## Extrait cité:

Rupture conventionnelle : quelles nouveautés en 2024 ?

Me Olivier Picquerey nous éclaire sur la nouvelle jurisprudence en matière de rupture conventionnelle.

Le point sur la nouvelle jurisprudence.
Le point sur la nouvelle jurisprudence. © Drazen/stock adobe.com

Créée en 2008 pour faciliter la rupture d’un contrat de travail d’un commun accord entre le salarié et son employeur, la rupture conventionnelle s’applique uniquement aux collaborateurs en CDI. Sa popularité ne se dément pas : au premier trimestre 2024, la Dares avait enregistré 132 500 ruptures conventionnelles (hors agriculture et particuliers employeurs), soit 2,3% de hausse par rapport au dernier trimestre 2023.

« Cet engouement croissant et constant touche principalement le secteur tertiaire, note Me Olivier Picquerey, avocat associé en droit social au sein du cabinet A&O Shearman. C’est une manière simple de mettre fin à la collaboration sans heurts et sans affrontements. Sous réserve de trouver un accord entre les parties, la rupture conventionnelle est potentiellement moins longue et moins coûteuse qu’un licenciement, elle ouvre le droit aux allocations chômage pour l’ancien salarié et peut être conclue sans motif. »

Quelles sont les conditions de validité d’une convention de rupture conventionnelle ?

## Données affichées:
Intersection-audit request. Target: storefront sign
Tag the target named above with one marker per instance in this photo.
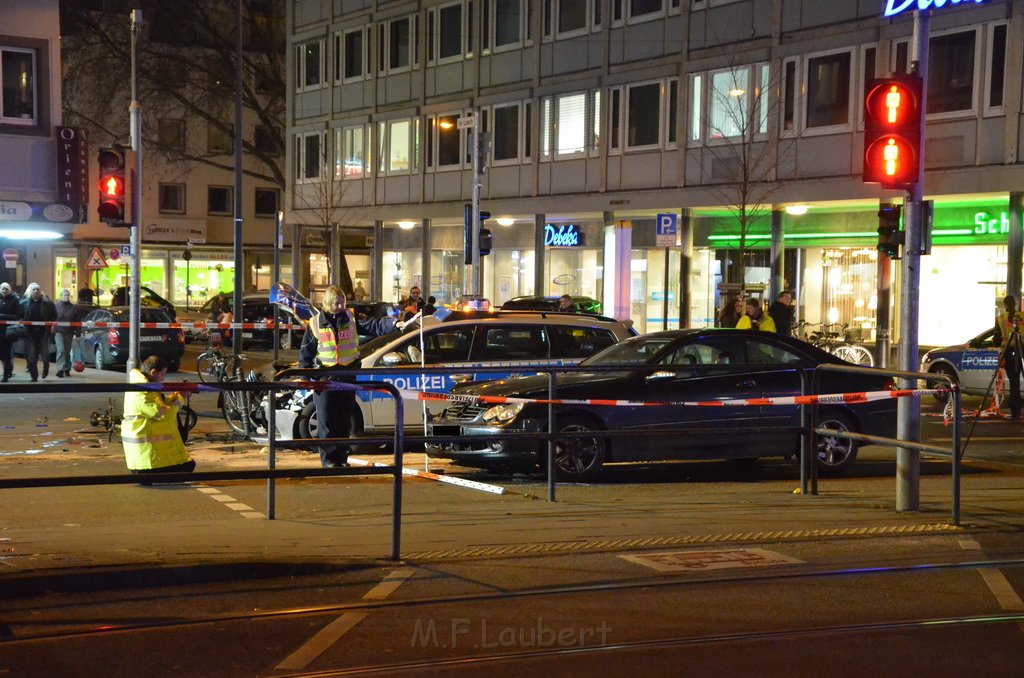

## Travail demandé:
a) Recopiez le passage de l'article sur la rupture conventionnelle qui commence aux mots « Rupture conventionnelle : quelles » et se termine après « dernier trimestre 2023. ».
b) D'après l'article sur la rupture conventionnelle, combien de ruptures conventionnelles la Dares a-t-elle enregistrées au premier trimestre 2024 ?
c) Poursuivez l'article sur la rupture conventionnelle après sa dernière phrase.

## Corrigé des exercices:
a)
Rupture conventionnelle : quelles nouveautés en 2024 ?

Me Olivier Picquerey nous éclaire sur la nouvelle jurisprudence en matière de rupture conventionnelle.

Le point sur la nouvelle jurisprudence.
Le point sur la nouvelle jurisprudence. © Drazen/stock adobe.com

Créée en 2008 pour faciliter la rupture d’un contrat de travail d’un commun accord entre le salarié et son employeur, la rupture conventionnelle s’applique uniquement aux collaborateurs en CDI. Sa popularité ne se dément pas : au premier trimestre 2024, la Dares avait enregistré 132 500 ruptures conventionnelles (hors agriculture et particuliers employeurs), soit 2,3% de hausse par rapport au dernier trimestre 2023.

b) 132 500, hors agriculture et particuliers employeurs.

c)
« Elles sont d’abord d’ordre procédurale, souligne Olivier Picquerey. Avant la signature du formulaire de rupture conventionnelle, l’employeur doit organiser au moins un entretien dont les conditions (date, heure, lieu) sont précisées à l’avance. Le formulaire de rupture conventionnelle doit être signé en trois exemplaires et un certain nombre de délais doivent être respectés :

  • Au lendemain de la signature de la convention de rupture, qui doit être signée en trois exemplaires dont un obligatoirement remis au salarié, l’employeur et le salarié disposent d’un délai de 15 jours calendaires pour exercer leur droit de rétractation ;
  • En l’absence de rétractation, un exemplaire de la convention de rupture doit être envoyé, via le téléservice TéléRC, à la DREETS pour obtenir sa validation. Cette dernière dispose ensuite d’un délai de 15 jours ouvrables à compter du lendemain du jour de réception de la demande pour vérifier la validité de la convention. A défaut de réponse dans ce délai, la convention est automatiquement homologuée. »

Les éléments qui doivent obligatoirement figurer sur le formulaire de rupture conventionnelle sont :

  • La date de fin du délai de rétractation
  • La date de rupture du contrat de travail, fixée au plus tôt le lendemain du jour de l’homologation de la convention
  • Le montant de l’indemnité spécifique de rupture conventionnelle, qui ne peut pas être inférieure à l’indemnité légale ou conventionnelle de licenciement.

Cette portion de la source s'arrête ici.